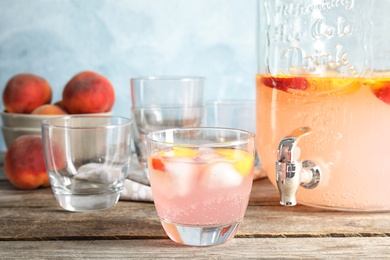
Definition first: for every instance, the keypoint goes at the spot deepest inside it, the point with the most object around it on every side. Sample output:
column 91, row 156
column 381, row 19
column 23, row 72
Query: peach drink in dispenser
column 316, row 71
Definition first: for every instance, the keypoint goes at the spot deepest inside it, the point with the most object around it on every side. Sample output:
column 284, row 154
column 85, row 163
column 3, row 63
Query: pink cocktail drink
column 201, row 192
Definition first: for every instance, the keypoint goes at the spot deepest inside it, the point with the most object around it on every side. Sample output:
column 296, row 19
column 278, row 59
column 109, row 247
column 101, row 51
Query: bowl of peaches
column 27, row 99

:::

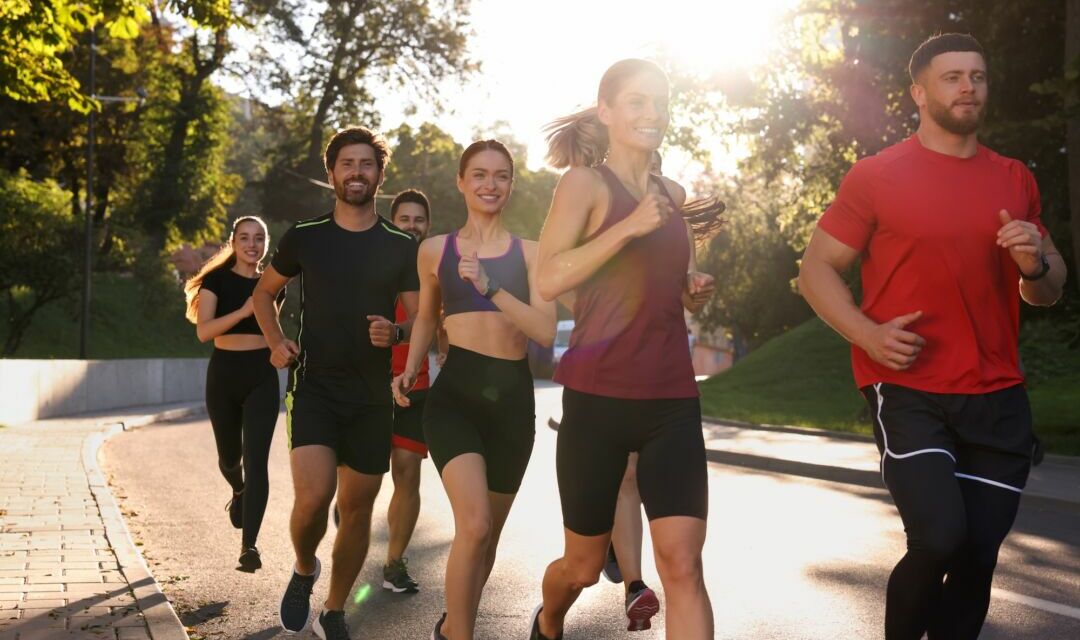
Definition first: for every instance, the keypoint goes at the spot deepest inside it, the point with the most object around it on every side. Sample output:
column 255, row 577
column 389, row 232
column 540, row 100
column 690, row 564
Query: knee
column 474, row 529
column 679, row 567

:::

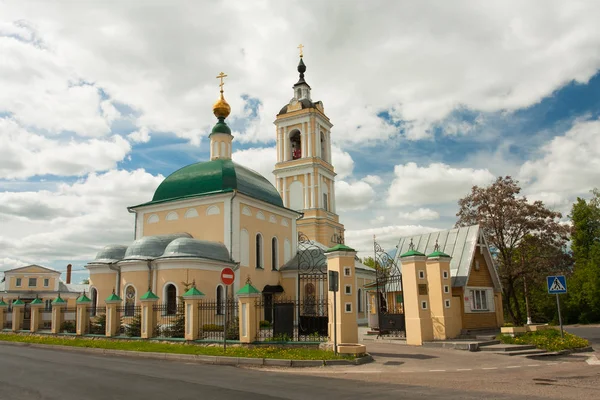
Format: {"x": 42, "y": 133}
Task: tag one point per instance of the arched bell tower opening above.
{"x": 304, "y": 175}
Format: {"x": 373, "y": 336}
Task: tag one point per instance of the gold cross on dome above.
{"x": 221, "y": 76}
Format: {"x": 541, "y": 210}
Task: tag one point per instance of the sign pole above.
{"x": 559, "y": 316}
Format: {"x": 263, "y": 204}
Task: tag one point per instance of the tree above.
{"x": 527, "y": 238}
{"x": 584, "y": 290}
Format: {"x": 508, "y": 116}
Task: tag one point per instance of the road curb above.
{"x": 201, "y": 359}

:::

> [Exercise]:
Display every line above that contains the string "Task". The match is case-sensitive.

> [Solution]:
Task: tag one point per instance of the arched bell tower opening above.
Task: tag one point per instance of the gold cross on dome above.
Task: tag one point per instance of the sign pole above.
Task: tag one point per instance of the tree above.
Task: tag one point per instance of the road curb above.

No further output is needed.